SUPPLIED MATERIAL:

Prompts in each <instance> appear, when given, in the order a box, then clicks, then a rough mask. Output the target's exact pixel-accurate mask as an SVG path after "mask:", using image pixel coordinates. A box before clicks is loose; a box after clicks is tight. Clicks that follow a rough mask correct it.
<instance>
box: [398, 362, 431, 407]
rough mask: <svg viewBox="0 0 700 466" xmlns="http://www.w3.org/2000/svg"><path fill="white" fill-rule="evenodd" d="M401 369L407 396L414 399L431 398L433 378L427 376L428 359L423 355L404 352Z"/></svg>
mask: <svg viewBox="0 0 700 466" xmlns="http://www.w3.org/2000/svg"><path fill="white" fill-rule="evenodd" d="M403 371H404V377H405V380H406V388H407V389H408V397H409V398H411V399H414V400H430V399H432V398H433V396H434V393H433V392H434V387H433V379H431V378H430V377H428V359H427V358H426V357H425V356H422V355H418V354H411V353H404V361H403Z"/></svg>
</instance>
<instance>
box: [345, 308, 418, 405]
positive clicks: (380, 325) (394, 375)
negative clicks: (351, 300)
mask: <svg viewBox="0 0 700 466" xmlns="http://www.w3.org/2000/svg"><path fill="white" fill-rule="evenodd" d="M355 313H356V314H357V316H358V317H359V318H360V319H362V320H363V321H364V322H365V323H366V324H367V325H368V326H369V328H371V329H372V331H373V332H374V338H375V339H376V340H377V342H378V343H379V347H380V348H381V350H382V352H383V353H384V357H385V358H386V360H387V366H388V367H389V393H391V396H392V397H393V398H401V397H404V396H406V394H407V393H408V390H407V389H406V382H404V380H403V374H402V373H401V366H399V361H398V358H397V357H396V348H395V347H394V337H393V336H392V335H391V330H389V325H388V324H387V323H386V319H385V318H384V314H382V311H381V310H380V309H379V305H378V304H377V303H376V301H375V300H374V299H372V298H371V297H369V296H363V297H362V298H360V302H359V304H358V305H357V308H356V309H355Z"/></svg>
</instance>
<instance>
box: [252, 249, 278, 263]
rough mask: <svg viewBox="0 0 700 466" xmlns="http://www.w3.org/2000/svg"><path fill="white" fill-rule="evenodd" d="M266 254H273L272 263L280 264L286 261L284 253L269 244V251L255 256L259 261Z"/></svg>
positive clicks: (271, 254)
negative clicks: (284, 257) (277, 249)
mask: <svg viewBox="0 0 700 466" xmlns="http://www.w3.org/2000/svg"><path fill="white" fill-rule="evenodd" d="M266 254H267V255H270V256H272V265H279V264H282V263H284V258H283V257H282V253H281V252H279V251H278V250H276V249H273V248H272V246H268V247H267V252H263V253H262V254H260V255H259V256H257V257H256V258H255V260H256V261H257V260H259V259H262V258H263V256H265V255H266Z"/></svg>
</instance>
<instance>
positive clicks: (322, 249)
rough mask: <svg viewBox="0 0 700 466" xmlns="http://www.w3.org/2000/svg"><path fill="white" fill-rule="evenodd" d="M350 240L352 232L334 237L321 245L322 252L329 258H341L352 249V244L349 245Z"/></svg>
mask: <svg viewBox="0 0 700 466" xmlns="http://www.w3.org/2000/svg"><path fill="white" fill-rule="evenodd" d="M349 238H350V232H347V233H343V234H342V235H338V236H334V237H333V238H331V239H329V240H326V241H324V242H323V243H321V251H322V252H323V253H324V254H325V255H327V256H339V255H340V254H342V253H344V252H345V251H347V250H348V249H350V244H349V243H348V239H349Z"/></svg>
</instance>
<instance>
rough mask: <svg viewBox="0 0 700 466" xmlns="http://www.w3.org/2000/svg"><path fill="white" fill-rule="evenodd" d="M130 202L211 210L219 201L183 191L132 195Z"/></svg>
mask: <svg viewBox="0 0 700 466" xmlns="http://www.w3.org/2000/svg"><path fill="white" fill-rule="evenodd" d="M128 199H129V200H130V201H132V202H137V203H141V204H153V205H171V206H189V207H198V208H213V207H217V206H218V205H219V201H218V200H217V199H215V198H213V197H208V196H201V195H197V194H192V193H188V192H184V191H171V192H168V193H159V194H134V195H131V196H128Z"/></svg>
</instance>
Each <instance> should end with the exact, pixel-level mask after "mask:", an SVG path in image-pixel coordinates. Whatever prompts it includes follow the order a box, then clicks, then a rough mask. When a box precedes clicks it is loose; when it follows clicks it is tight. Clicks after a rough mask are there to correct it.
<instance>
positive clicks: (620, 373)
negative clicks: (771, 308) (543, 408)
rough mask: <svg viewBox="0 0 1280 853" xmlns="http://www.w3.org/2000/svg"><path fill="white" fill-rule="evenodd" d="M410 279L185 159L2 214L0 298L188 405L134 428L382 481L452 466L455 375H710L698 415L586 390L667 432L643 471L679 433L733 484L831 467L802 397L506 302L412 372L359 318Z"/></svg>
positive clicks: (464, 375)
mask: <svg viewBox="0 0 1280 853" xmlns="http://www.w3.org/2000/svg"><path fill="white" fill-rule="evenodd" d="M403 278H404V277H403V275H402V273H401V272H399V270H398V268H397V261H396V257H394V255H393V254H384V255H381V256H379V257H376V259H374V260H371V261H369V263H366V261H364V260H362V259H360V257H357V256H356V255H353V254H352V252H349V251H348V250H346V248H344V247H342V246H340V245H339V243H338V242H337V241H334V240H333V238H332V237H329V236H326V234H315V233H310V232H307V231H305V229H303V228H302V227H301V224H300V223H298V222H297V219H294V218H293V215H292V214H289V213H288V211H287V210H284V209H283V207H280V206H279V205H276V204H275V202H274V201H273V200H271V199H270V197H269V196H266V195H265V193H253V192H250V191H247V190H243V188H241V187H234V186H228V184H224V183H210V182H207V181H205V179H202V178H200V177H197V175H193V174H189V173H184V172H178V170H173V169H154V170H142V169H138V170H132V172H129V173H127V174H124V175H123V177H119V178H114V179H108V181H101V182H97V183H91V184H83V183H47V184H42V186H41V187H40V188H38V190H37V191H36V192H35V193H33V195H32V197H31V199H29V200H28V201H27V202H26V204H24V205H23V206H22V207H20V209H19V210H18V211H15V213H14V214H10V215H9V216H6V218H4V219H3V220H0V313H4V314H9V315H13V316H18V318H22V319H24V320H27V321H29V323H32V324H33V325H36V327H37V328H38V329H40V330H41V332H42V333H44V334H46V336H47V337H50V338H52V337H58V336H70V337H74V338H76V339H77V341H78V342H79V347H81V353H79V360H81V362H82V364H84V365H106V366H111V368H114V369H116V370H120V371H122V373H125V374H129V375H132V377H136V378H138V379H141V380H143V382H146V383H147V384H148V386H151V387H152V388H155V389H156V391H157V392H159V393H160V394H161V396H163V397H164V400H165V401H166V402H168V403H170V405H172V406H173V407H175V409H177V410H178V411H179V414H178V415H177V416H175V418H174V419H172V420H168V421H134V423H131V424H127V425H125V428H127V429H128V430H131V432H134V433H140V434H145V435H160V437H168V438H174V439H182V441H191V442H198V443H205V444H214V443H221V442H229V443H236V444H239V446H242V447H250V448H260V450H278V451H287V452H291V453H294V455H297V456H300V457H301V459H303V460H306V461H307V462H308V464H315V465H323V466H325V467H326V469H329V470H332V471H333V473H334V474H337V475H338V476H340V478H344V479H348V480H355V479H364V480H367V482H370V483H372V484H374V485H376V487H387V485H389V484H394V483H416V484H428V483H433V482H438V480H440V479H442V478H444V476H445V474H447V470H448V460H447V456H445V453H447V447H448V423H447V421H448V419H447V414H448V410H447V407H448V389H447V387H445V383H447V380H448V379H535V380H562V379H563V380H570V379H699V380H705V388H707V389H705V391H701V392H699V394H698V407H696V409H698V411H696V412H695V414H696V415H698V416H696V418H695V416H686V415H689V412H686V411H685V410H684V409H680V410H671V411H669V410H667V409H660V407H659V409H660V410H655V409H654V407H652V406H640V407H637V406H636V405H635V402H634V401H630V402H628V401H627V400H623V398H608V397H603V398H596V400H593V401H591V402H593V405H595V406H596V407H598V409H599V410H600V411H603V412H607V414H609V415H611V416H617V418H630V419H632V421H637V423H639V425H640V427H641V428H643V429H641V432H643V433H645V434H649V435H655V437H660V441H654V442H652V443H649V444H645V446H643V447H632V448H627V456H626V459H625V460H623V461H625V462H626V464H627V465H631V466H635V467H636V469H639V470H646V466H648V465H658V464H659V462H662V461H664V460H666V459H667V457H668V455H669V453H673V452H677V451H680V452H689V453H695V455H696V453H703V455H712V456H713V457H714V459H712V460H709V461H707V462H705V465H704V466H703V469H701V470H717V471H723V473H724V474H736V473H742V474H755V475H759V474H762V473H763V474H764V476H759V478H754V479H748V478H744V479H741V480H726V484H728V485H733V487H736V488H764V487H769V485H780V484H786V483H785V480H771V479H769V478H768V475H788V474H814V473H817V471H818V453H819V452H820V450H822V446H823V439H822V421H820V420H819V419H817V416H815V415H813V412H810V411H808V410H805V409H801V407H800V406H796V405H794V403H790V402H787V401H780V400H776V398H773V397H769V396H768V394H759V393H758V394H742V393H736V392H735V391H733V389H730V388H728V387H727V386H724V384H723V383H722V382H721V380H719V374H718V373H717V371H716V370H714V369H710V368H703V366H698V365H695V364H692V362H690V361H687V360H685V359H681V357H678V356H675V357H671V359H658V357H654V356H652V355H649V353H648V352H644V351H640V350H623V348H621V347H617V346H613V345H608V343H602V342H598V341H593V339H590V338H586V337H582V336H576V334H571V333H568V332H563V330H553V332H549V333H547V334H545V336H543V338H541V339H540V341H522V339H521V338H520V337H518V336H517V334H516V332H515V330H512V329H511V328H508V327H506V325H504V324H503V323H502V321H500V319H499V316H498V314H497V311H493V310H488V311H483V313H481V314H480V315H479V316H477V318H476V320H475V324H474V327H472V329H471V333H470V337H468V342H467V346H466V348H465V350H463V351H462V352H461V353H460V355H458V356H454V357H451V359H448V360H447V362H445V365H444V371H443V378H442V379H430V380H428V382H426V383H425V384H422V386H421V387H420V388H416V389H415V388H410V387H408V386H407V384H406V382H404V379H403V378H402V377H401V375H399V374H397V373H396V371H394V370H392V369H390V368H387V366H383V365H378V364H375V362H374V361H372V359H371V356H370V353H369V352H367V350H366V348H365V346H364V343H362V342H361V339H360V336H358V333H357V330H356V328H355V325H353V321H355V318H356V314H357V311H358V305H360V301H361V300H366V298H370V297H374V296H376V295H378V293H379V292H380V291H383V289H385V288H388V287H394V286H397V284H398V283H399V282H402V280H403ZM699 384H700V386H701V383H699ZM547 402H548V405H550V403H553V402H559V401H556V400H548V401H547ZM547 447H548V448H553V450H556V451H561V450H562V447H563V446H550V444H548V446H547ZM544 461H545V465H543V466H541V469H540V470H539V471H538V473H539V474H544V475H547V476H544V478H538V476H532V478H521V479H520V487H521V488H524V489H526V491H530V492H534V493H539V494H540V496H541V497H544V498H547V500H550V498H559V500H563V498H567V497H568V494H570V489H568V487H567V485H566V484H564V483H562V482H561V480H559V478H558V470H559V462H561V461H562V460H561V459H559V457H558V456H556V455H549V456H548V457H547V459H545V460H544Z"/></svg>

WHAT YOU SHOULD DO:
The response should be the listing above, limited to the lines between the one holding "positive clicks: (620, 373)" and the one holding "279L185 159L2 214L0", inclusive, reproduced exactly.

RESPONSE TO THIS EXERCISE:
positive clicks: (620, 373)
negative clicks: (771, 308) (543, 408)
rough mask: <svg viewBox="0 0 1280 853" xmlns="http://www.w3.org/2000/svg"><path fill="white" fill-rule="evenodd" d="M410 279L185 159L2 214L0 298L188 405L134 428L382 481L452 466L455 375H710L698 415L586 390L667 432L643 471L679 433L733 484L831 467L802 397L506 302L412 372L359 318Z"/></svg>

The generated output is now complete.